What is needed:
Find the lines below that include the word "this" and state how many there are, adding nothing.

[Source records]

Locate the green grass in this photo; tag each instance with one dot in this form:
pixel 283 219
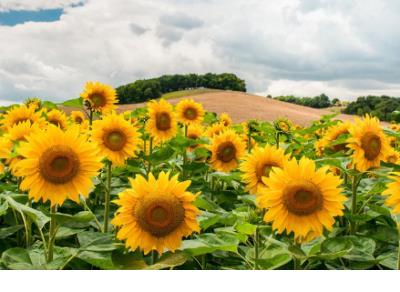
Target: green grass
pixel 188 92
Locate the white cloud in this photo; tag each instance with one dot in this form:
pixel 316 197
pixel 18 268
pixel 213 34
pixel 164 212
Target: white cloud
pixel 7 5
pixel 342 48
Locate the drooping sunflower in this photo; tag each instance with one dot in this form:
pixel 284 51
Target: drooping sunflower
pixel 215 129
pixel 225 119
pixel 162 120
pixel 57 118
pixel 393 193
pixel 189 112
pixel 20 114
pixel 226 148
pixel 77 117
pixel 334 133
pixel 155 214
pixel 258 164
pixel 57 165
pixel 116 138
pixel 369 143
pixel 100 97
pixel 301 199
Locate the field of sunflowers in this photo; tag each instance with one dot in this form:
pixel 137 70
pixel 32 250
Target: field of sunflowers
pixel 175 187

Exercise solution:
4